**AIM OF THE TASK**. Copy every line from the one containing "Practice: put a marker on each instance of the rock cliff" through the last line of the records below, both included, and nothing else.

**LISTED ENTRIES**.
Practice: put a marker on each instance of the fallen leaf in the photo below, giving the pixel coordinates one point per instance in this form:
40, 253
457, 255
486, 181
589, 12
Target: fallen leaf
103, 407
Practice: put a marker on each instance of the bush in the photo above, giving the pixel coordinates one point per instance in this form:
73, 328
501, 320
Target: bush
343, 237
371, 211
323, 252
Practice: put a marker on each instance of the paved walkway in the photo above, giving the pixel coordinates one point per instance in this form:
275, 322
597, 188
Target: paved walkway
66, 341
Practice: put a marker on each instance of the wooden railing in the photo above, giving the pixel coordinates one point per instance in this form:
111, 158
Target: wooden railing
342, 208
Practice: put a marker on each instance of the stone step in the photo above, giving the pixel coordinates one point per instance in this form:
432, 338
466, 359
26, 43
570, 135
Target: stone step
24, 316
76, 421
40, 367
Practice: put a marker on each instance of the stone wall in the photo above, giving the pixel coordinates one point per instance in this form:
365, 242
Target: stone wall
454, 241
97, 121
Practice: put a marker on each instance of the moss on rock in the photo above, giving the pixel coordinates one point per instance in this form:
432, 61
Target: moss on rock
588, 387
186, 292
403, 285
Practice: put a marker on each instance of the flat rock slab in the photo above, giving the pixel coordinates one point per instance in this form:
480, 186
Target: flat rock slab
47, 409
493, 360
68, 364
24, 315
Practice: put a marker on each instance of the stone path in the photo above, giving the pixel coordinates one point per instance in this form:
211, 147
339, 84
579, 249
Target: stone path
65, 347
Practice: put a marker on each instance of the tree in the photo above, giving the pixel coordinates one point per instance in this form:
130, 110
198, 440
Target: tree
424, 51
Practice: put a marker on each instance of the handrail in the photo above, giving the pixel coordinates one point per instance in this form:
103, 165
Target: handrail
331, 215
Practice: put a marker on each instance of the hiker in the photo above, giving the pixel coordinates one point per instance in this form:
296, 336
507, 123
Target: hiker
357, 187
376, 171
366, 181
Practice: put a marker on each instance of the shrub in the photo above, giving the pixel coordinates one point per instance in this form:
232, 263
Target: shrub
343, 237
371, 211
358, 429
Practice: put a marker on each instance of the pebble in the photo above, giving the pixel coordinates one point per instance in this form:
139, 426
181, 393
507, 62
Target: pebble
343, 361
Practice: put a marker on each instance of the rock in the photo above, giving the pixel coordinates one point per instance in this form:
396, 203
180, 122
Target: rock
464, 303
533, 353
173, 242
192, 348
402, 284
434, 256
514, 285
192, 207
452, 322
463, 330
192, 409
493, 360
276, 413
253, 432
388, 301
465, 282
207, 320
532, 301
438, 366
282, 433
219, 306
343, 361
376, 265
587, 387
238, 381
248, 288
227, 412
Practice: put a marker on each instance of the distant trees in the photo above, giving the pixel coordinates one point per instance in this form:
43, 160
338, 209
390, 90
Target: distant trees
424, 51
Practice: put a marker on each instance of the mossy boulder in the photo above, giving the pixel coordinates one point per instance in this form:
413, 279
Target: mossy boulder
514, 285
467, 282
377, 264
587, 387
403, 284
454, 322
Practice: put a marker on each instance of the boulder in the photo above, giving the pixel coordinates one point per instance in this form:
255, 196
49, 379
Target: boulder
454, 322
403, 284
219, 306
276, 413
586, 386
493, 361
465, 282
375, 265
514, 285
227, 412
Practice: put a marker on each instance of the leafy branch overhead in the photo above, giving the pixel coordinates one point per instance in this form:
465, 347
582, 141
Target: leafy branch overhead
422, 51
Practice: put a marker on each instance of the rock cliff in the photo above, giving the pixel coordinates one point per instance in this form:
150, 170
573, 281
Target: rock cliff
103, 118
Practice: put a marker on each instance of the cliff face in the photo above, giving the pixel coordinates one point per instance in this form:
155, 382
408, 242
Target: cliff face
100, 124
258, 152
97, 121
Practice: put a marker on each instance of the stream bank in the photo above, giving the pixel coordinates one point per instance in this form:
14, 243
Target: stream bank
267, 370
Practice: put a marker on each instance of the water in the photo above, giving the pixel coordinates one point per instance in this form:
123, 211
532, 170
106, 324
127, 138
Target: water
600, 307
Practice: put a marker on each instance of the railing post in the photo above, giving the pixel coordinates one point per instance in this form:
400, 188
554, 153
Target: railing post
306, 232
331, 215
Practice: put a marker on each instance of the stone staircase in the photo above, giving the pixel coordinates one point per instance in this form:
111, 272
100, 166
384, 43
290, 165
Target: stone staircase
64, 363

**SOLUTION FOR THIS TASK**.
Practice: put a marker on each instance of the rock cliff in the photo above, giving the pixel coordinates one point per instance in this form:
150, 170
573, 281
Target: rock cliff
103, 118
Practice: put a marker on each instance of the cliff face in the photo above, giving the pixel coordinates one point per instance in this form:
155, 382
408, 242
Target: cliff face
100, 124
258, 152
97, 121
Practice: put a marker on each instance of the stream bank in the photo above, giving the pixel coordinates one point per instance in this form:
14, 243
Target: stream bank
267, 370
Practice: put a marker on each instance of the water in the photo above, giving the pixel coordinates one point per instance in this form:
123, 211
532, 170
106, 324
127, 138
Target: water
600, 307
Practice: put a marker on each instance of the railing post in the photo above, giving the pixel coordinates one point per instance in this form:
400, 188
554, 153
Target: railing post
306, 232
331, 215
Practice: put a marker on each instance of the stone staircase in the photo above, giving the pixel coordinates one point per instance in this form:
111, 272
100, 166
384, 43
290, 165
Target: stone staircase
64, 363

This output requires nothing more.